Record excerpts =
━━━━━━━━━━━━━━━━━━━━━━━━━━━━━━

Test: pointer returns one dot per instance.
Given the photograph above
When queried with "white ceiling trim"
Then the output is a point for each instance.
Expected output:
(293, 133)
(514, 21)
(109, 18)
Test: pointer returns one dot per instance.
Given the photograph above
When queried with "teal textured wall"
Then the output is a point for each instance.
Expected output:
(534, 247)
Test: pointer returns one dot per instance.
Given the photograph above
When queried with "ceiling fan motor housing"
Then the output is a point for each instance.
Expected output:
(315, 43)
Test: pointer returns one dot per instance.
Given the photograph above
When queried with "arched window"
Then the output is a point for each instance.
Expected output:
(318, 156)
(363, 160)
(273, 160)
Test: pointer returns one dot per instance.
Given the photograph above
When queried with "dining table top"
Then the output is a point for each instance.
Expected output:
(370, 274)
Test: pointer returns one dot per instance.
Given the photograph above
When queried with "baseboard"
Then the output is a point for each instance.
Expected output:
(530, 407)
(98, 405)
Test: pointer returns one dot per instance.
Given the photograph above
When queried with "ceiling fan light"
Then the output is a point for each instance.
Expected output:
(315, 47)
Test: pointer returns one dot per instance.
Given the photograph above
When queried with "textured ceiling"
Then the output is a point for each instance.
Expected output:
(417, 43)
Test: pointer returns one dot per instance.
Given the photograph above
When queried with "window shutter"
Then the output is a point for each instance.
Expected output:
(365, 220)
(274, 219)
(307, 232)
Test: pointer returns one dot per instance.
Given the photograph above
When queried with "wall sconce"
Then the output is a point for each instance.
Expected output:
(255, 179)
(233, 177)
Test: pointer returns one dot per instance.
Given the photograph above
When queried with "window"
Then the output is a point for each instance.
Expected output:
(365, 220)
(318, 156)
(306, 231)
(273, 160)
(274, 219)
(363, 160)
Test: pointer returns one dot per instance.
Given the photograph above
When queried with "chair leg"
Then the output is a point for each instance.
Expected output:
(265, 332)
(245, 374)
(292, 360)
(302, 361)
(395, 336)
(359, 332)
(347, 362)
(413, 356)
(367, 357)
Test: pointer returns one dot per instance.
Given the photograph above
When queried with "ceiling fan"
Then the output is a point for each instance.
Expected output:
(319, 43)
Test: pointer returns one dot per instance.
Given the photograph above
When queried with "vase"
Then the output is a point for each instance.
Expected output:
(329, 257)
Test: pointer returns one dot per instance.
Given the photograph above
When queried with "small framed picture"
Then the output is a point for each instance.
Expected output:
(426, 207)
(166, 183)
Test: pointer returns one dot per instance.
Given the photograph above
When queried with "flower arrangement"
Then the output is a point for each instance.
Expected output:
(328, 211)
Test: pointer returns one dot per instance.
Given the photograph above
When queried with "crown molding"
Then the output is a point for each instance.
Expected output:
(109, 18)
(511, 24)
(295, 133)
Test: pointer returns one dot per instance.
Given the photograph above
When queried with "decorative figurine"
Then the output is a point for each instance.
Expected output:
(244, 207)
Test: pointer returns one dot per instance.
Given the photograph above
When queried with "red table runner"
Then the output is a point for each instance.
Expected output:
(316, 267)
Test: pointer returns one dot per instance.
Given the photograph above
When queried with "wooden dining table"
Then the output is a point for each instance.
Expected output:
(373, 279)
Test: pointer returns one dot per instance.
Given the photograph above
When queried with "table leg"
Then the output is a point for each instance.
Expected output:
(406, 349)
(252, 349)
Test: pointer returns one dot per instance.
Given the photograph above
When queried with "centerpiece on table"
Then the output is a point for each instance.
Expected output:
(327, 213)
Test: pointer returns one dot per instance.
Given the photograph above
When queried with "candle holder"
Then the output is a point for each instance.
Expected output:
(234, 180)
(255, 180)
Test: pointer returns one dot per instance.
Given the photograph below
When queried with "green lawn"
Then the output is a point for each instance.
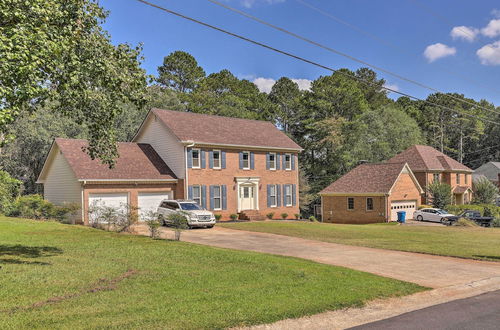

━━━━━━━━━━━━━━━━━━━━━━━━━━━━━━

Goal of the exercise =
Whenever a line in the data holds "window", copy that line.

Solution to the problem =
When queried with "arched window"
When queried with "window shutter"
When queried with "window"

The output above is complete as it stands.